* Activity
Once you reach the line containing "Exercise. Point out each instance of the distant", return it and every line after it exactly, through the end of the records below, with no pictures.

Point-per-instance localization data

┄┄┄┄┄┄┄┄┄┄

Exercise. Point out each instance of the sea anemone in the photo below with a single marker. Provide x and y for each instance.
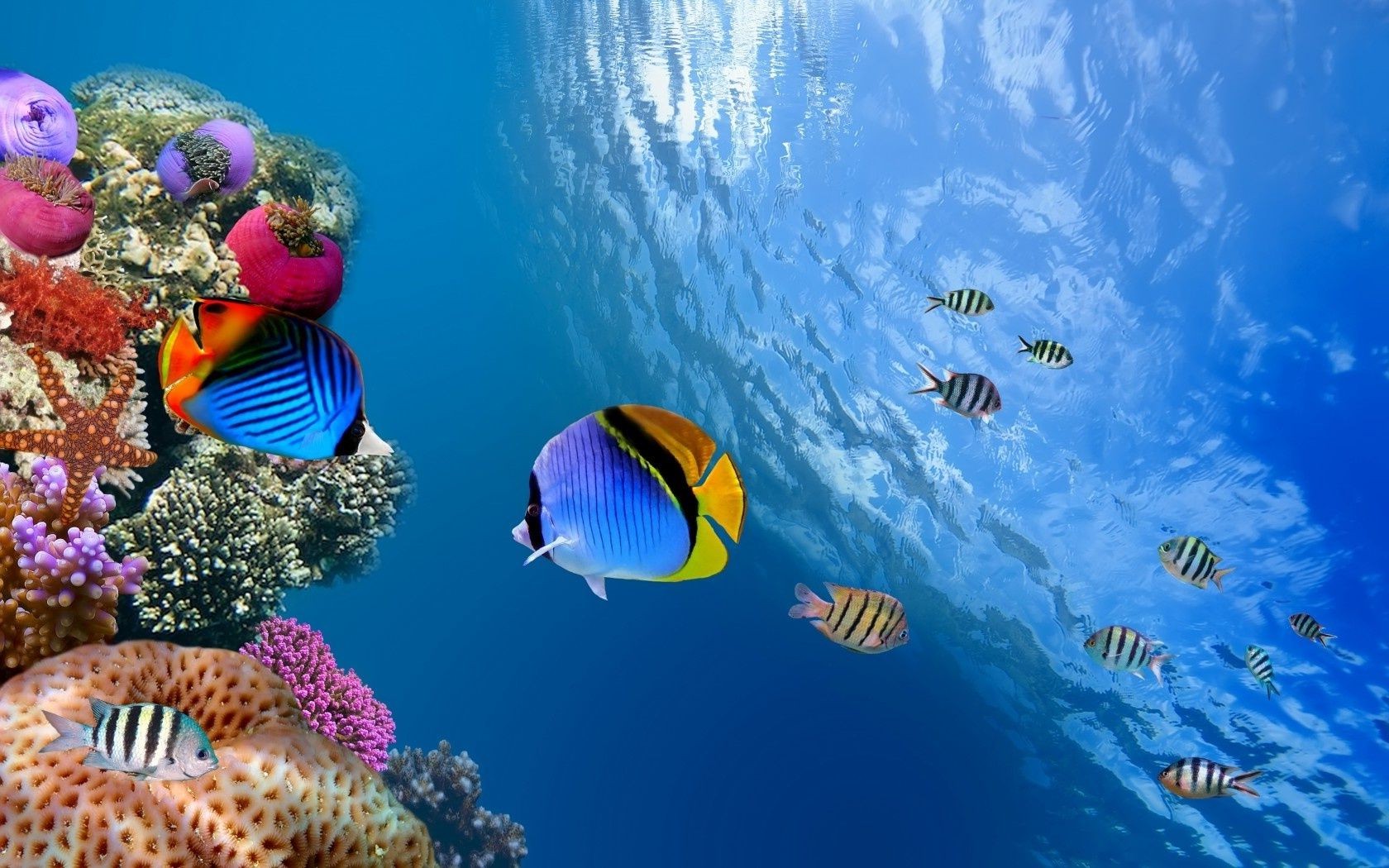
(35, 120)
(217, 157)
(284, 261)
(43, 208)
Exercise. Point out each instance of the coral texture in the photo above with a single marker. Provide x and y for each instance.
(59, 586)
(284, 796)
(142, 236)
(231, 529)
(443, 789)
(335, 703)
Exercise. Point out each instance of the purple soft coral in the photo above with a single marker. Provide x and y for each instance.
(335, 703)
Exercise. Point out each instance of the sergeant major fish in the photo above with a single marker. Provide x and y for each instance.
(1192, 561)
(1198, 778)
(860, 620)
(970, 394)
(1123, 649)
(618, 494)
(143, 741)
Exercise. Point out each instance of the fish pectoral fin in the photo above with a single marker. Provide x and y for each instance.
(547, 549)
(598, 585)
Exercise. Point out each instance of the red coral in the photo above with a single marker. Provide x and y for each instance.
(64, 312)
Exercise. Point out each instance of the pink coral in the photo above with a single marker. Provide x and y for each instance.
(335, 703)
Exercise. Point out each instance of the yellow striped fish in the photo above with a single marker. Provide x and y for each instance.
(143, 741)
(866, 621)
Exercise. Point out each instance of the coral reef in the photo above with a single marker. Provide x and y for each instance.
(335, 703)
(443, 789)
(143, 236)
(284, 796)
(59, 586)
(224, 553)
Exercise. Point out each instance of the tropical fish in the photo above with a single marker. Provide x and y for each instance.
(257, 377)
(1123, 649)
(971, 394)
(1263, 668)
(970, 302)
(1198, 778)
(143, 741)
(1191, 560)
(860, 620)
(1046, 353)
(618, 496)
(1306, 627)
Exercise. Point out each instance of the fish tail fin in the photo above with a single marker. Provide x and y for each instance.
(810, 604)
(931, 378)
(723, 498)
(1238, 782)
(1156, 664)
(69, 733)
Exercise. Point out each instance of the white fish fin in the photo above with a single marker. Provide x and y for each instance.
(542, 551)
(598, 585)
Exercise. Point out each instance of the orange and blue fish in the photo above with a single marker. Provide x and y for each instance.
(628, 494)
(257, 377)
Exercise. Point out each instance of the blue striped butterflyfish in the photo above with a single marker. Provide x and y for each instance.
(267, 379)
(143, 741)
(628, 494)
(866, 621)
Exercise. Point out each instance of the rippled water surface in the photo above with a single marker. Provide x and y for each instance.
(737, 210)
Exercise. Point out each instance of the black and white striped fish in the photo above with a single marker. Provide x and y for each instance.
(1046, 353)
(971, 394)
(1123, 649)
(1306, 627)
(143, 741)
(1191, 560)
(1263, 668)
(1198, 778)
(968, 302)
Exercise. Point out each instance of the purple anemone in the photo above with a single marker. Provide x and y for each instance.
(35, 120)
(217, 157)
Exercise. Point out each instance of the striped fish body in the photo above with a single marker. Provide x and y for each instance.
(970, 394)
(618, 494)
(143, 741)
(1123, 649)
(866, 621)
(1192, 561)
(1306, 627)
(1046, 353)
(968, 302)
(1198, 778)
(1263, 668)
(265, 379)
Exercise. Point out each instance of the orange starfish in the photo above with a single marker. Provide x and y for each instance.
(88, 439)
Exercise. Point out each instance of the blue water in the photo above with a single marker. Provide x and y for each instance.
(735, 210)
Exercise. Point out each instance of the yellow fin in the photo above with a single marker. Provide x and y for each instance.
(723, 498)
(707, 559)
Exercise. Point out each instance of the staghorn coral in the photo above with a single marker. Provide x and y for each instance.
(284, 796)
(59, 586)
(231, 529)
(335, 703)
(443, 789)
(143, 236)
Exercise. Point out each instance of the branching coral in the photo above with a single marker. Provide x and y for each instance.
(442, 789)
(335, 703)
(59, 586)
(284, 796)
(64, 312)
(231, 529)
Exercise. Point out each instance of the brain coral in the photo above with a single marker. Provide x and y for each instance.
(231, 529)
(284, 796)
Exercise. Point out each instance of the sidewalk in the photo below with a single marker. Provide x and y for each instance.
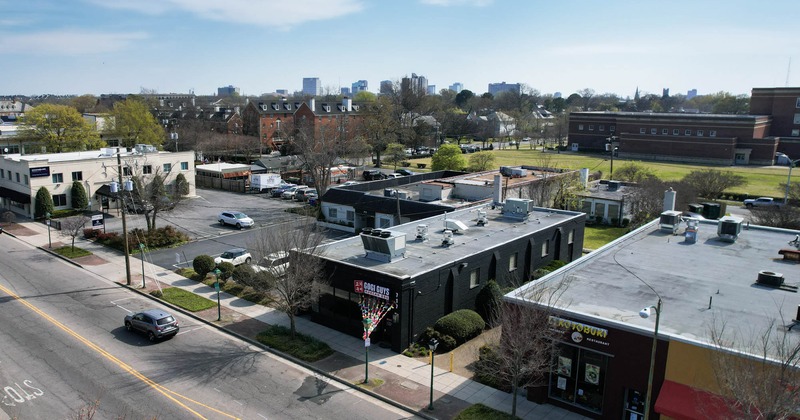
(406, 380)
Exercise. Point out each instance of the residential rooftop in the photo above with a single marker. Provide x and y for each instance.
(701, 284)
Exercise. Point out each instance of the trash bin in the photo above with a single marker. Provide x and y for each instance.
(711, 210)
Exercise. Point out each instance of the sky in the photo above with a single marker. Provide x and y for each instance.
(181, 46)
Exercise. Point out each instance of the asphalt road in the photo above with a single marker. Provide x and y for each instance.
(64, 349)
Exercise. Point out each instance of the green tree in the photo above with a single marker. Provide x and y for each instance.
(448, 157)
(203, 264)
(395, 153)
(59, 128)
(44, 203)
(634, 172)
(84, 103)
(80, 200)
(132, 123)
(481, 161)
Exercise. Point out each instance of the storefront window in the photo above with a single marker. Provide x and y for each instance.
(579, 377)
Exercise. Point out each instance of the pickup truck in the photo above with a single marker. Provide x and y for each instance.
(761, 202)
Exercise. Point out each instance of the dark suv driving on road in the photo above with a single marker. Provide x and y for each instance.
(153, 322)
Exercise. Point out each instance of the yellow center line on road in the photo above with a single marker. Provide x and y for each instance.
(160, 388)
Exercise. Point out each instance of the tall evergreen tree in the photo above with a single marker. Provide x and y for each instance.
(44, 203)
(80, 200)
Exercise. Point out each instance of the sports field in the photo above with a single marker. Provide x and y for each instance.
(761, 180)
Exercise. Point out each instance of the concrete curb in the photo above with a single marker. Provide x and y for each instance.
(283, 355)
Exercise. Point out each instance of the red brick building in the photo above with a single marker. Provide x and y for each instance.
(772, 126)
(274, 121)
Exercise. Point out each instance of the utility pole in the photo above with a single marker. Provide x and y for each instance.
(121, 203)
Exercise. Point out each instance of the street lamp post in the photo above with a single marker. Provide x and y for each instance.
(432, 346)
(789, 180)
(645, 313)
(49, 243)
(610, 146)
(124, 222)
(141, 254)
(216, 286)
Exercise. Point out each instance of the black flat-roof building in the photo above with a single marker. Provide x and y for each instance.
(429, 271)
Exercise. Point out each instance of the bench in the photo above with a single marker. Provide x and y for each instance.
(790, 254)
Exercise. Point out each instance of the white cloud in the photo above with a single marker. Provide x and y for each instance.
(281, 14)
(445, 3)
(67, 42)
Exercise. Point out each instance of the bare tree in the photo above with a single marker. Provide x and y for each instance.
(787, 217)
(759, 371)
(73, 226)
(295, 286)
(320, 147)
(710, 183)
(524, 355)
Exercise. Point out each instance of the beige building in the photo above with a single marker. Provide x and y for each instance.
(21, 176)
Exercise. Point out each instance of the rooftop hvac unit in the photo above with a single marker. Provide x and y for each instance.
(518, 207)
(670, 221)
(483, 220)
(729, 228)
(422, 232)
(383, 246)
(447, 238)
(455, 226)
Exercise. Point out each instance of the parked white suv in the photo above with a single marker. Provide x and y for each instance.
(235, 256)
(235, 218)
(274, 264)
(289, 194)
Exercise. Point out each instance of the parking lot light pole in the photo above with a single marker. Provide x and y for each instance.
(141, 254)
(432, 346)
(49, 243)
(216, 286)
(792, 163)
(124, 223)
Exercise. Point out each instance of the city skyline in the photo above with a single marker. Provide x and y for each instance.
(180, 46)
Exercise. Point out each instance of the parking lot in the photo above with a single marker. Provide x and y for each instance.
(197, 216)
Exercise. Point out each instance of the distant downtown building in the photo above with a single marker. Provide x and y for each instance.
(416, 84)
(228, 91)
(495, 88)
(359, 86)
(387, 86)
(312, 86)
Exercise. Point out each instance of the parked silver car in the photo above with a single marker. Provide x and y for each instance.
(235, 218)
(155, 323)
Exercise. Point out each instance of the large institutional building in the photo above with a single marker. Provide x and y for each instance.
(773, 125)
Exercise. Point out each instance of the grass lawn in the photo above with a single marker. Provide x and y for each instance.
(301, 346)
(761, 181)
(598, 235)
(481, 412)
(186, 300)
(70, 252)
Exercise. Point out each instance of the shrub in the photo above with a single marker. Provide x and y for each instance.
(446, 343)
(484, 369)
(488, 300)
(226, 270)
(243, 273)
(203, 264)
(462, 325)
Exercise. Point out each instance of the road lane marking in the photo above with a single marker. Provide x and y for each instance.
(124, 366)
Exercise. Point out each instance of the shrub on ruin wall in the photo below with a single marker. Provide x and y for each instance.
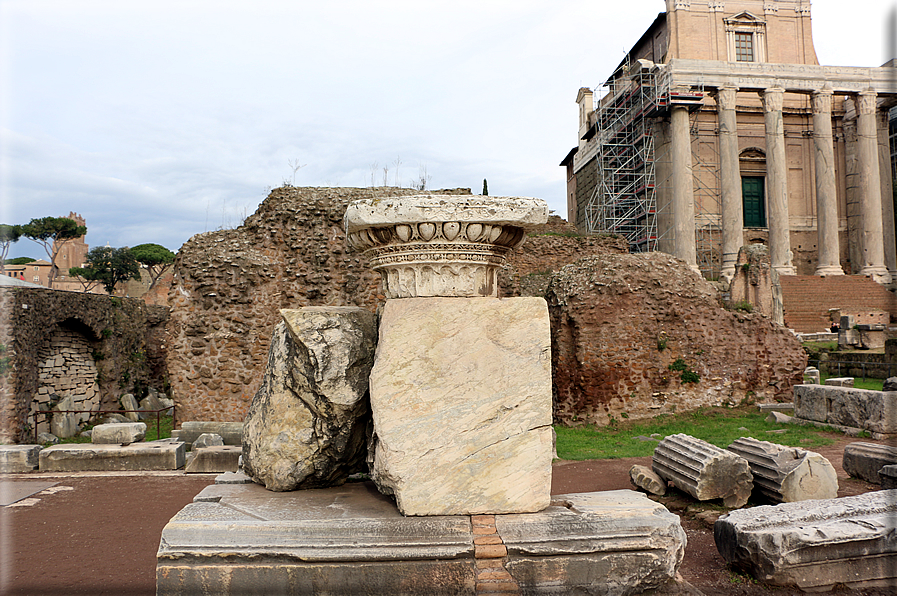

┄┄┄┄┄┄┄┄┄┄

* Response to the exercise
Exercise. Point out each instance of the distant downtown building in the photo above with a single marker. Provide x and y for each instance.
(416, 84)
(228, 91)
(495, 88)
(359, 86)
(387, 86)
(312, 86)
Exercise. Point out each instance of the parked silver car in the photo above with a single marker. Provide x and y for each instance.
(235, 218)
(155, 323)
Exercise. Point out each instance of the large institutional building in the photo above with a single marker. Provide x and y for each instance.
(773, 125)
Exercise. Point out each instance of the grass lawn in the photo above with a single marker. Provide x and y for each instance.
(301, 346)
(761, 181)
(598, 235)
(481, 412)
(186, 300)
(70, 252)
Exercise. Point out each instance of the shrub in the photo above with a single marker. Provide x and y for each instance.
(446, 343)
(484, 369)
(488, 300)
(226, 270)
(243, 273)
(203, 264)
(462, 325)
Exercise. Point out each instance of the road lane marking in the photo above with a single marker. Provide x and y for each instance.
(124, 366)
Exercise. Point out each instance of the shrub on ruin wall in the photo below with a single marker. Provide x and y for each instance.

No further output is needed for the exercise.